### SET TASK:
Write out the records word for word, beginning at the line containing "task: segment the chair with floral cushion" and stopping after the line containing "357L116 352L105 403L106".

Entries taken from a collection
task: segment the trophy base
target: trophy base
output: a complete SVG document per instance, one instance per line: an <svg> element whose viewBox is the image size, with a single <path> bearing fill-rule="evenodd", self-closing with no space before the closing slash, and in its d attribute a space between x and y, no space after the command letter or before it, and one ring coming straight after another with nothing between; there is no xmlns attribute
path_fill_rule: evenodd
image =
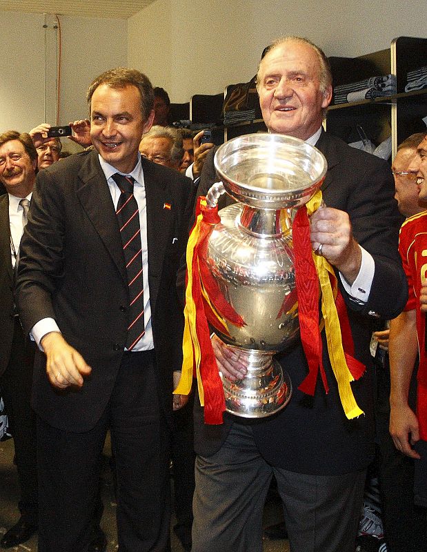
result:
<svg viewBox="0 0 427 552"><path fill-rule="evenodd" d="M239 351L242 358L241 349ZM289 402L292 394L288 373L273 359L274 352L251 350L243 353L248 364L245 377L232 382L219 373L226 410L245 418L261 418L279 412Z"/></svg>

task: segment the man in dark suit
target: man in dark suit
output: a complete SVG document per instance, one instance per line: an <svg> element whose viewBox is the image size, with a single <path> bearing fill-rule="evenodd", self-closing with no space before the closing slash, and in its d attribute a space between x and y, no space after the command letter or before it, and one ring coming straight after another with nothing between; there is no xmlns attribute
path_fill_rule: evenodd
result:
<svg viewBox="0 0 427 552"><path fill-rule="evenodd" d="M278 355L293 394L275 415L251 420L225 414L223 425L208 426L196 400L192 549L260 552L262 510L275 475L291 551L354 552L366 470L374 453L370 315L396 315L406 296L393 177L384 161L321 130L332 78L327 59L314 44L288 37L272 45L259 68L257 90L269 131L315 145L328 161L321 188L326 206L310 218L310 239L313 250L335 269L355 357L367 366L352 383L365 414L354 420L344 414L324 332L328 394L319 382L312 397L298 389L308 373L299 342ZM216 179L212 157L202 171L200 195ZM212 345L224 375L232 380L245 375L246 368L235 353L216 337Z"/></svg>
<svg viewBox="0 0 427 552"><path fill-rule="evenodd" d="M145 75L107 71L88 102L96 150L39 173L17 282L24 328L44 353L36 355L33 391L39 550L87 551L110 428L119 549L160 551L169 533L172 371L181 366L174 284L190 183L141 159L154 114Z"/></svg>
<svg viewBox="0 0 427 552"><path fill-rule="evenodd" d="M30 406L34 344L24 337L13 297L23 225L31 199L37 152L28 134L0 135L0 388L9 415L21 498L21 517L1 539L3 548L25 542L37 529L36 423ZM28 206L26 208L28 210Z"/></svg>

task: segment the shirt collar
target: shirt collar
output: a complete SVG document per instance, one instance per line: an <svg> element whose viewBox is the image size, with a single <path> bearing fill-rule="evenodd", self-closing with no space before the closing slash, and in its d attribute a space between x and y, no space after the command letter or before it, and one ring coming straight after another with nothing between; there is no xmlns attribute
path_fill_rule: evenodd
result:
<svg viewBox="0 0 427 552"><path fill-rule="evenodd" d="M18 208L19 207L19 201L23 199L23 197L17 197L16 195L12 195L12 194L8 194L8 195L9 196L9 213L17 213ZM28 195L26 196L26 199L29 201L31 201L32 195L32 192L30 192Z"/></svg>
<svg viewBox="0 0 427 552"><path fill-rule="evenodd" d="M321 126L317 130L317 132L313 134L312 136L310 136L310 138L307 138L306 141L310 146L315 146L317 144L317 140L320 138L321 134Z"/></svg>
<svg viewBox="0 0 427 552"><path fill-rule="evenodd" d="M138 159L137 161L137 164L135 165L132 172L121 172L119 170L117 170L117 168L115 168L113 166L107 163L106 161L104 161L99 154L98 154L98 157L99 159L101 168L106 175L107 181L108 179L111 178L113 175L115 175L116 172L119 172L119 174L123 175L123 176L131 176L137 184L139 184L139 186L143 186L143 171L142 170L142 165L141 164L141 154L139 152L138 152Z"/></svg>

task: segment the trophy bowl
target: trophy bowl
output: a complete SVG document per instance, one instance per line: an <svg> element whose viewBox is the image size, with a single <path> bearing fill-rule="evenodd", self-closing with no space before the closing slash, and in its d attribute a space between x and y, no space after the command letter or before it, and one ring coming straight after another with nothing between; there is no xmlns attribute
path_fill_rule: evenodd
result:
<svg viewBox="0 0 427 552"><path fill-rule="evenodd" d="M239 349L248 366L238 381L220 374L226 408L238 416L262 417L290 398L290 379L273 355L292 346L299 334L292 209L319 189L326 160L297 138L252 134L221 146L214 162L224 191L237 203L219 211L221 222L209 237L202 262L244 325L226 321L227 333L213 331ZM211 190L208 204L223 192L217 184ZM210 299L215 306L215 297Z"/></svg>

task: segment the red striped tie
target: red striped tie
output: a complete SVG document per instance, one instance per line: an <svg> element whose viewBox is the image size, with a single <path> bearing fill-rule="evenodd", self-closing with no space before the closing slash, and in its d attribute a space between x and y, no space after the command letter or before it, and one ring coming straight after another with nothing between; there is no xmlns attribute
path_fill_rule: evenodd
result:
<svg viewBox="0 0 427 552"><path fill-rule="evenodd" d="M145 333L139 213L133 195L133 178L116 172L112 175L112 179L121 192L116 215L120 228L129 284L129 326L126 348L132 351Z"/></svg>

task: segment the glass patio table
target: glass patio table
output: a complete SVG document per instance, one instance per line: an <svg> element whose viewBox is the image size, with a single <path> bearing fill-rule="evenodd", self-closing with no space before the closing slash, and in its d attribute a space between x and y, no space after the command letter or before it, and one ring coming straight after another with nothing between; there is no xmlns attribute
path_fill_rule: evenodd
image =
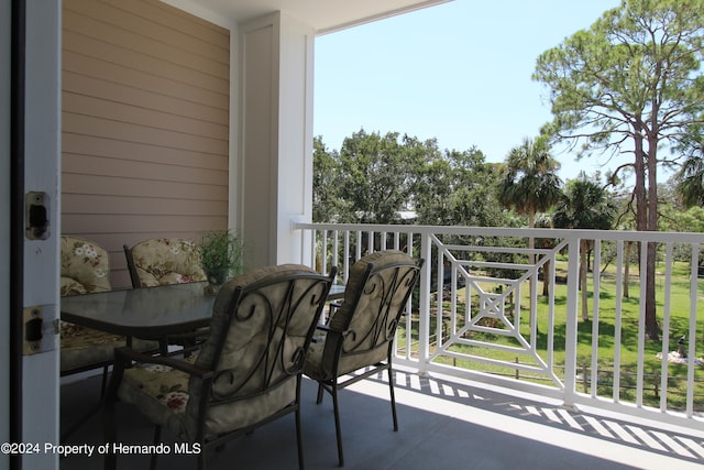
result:
<svg viewBox="0 0 704 470"><path fill-rule="evenodd" d="M215 295L205 282L62 297L62 319L101 331L163 339L210 325Z"/></svg>
<svg viewBox="0 0 704 470"><path fill-rule="evenodd" d="M205 282L169 284L62 297L62 319L101 331L163 340L210 325L215 295ZM333 285L328 299L341 298L344 285Z"/></svg>

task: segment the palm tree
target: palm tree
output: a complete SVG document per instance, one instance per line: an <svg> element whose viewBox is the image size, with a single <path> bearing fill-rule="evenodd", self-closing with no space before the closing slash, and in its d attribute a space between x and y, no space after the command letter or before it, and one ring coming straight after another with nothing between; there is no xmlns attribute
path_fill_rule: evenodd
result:
<svg viewBox="0 0 704 470"><path fill-rule="evenodd" d="M528 227L536 227L536 214L548 210L560 199L562 181L556 174L560 163L550 154L547 139L525 139L510 150L498 185L498 201L528 216ZM528 239L529 262L535 263L535 239Z"/></svg>
<svg viewBox="0 0 704 470"><path fill-rule="evenodd" d="M564 194L552 215L552 223L562 229L609 230L616 218L616 206L606 189L580 173L569 181ZM582 289L582 319L587 320L586 271L591 240L580 242L580 287Z"/></svg>
<svg viewBox="0 0 704 470"><path fill-rule="evenodd" d="M684 207L704 206L704 151L690 155L676 175L676 190Z"/></svg>

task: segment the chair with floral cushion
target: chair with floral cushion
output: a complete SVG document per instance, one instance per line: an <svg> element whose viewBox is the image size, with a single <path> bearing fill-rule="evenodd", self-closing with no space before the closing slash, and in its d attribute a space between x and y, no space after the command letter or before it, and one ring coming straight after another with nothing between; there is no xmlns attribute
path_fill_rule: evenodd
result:
<svg viewBox="0 0 704 470"><path fill-rule="evenodd" d="M420 266L399 251L378 251L350 269L342 304L334 310L308 350L304 373L318 382L318 403L323 390L332 395L338 460L344 464L338 391L386 370L394 430L398 430L392 356L396 327Z"/></svg>
<svg viewBox="0 0 704 470"><path fill-rule="evenodd" d="M132 287L151 287L206 281L196 255L195 242L183 238L153 238L124 253Z"/></svg>
<svg viewBox="0 0 704 470"><path fill-rule="evenodd" d="M61 295L110 291L110 260L99 244L77 237L62 237ZM103 369L103 387L114 348L127 345L118 335L61 323L61 374Z"/></svg>
<svg viewBox="0 0 704 470"><path fill-rule="evenodd" d="M123 245L132 287L154 287L167 284L183 284L206 281L198 263L197 245L183 238L153 238L129 248ZM168 352L168 345L177 345L185 351L195 349L208 336L204 328L179 337L164 338L162 353Z"/></svg>
<svg viewBox="0 0 704 470"><path fill-rule="evenodd" d="M150 357L116 352L105 403L106 441L116 442L118 402L134 405L177 438L207 451L289 413L295 414L298 464L301 371L310 339L334 277L302 265L263 267L227 282L218 292L210 334L199 354ZM152 456L153 468L156 455ZM114 468L116 455L106 456Z"/></svg>
<svg viewBox="0 0 704 470"><path fill-rule="evenodd" d="M84 295L110 291L110 260L99 244L77 237L62 237L61 295ZM108 380L116 348L131 345L123 336L61 321L61 376L92 369L102 369L101 397ZM143 350L155 349L155 343L143 342ZM62 431L62 440L73 434L98 408L89 409L73 426Z"/></svg>

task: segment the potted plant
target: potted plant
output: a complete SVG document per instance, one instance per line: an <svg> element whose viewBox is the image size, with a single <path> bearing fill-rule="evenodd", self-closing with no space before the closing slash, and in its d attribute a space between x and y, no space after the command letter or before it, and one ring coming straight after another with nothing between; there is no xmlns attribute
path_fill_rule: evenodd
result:
<svg viewBox="0 0 704 470"><path fill-rule="evenodd" d="M209 294L216 294L230 277L244 271L242 238L229 229L210 230L202 234L197 250Z"/></svg>

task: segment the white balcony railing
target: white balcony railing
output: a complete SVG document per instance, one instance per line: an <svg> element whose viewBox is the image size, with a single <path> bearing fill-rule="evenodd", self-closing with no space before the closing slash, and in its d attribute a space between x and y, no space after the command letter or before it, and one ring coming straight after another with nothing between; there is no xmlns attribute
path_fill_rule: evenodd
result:
<svg viewBox="0 0 704 470"><path fill-rule="evenodd" d="M304 232L302 262L321 272L337 265L340 283L373 251L426 260L411 314L397 332L397 363L557 397L565 406L704 423L702 233L294 227ZM660 340L646 335L649 283L638 260L649 243L657 248ZM580 250L590 265L584 293Z"/></svg>

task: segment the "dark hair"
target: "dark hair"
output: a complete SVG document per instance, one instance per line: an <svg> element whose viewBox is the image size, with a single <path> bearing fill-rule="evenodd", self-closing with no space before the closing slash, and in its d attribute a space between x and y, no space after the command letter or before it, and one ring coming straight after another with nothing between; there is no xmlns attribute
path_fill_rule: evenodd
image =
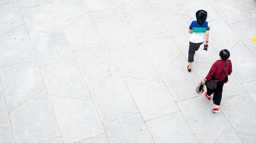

### IN RESPONSE:
task: segment the chair with floral cushion
target: chair with floral cushion
output: a complete SVG document per instance, one instance per line: an <svg> element whose viewBox is the image size, with a single <path> bearing fill-rule="evenodd", self-closing with no space before the closing slash, and in its d attribute a space between x and y, no space after the command letter or before it, and one ring coming straight after another with nothing between; there is no xmlns attribute
path_fill_rule: evenodd
result:
<svg viewBox="0 0 704 470"><path fill-rule="evenodd" d="M420 266L399 251L378 251L350 269L342 304L334 310L308 350L304 373L318 382L318 403L323 390L332 395L338 460L344 464L338 391L386 370L394 430L398 430L392 356L396 327Z"/></svg>
<svg viewBox="0 0 704 470"><path fill-rule="evenodd" d="M132 287L151 287L206 281L196 255L195 242L183 238L153 238L124 253Z"/></svg>
<svg viewBox="0 0 704 470"><path fill-rule="evenodd" d="M61 295L110 291L110 260L99 244L77 237L62 237ZM103 369L103 387L114 348L127 345L118 335L61 323L61 374Z"/></svg>
<svg viewBox="0 0 704 470"><path fill-rule="evenodd" d="M123 245L132 287L154 287L167 284L183 284L206 281L198 263L197 245L183 238L153 238L129 248ZM168 352L168 345L177 345L185 351L195 349L208 336L204 328L179 337L164 338L162 353Z"/></svg>
<svg viewBox="0 0 704 470"><path fill-rule="evenodd" d="M150 357L116 352L105 403L106 441L116 442L118 402L134 405L177 438L207 451L289 413L295 414L298 464L301 371L310 339L334 277L302 265L263 267L227 282L218 292L210 334L199 354ZM152 456L153 468L156 455ZM114 468L116 455L106 456Z"/></svg>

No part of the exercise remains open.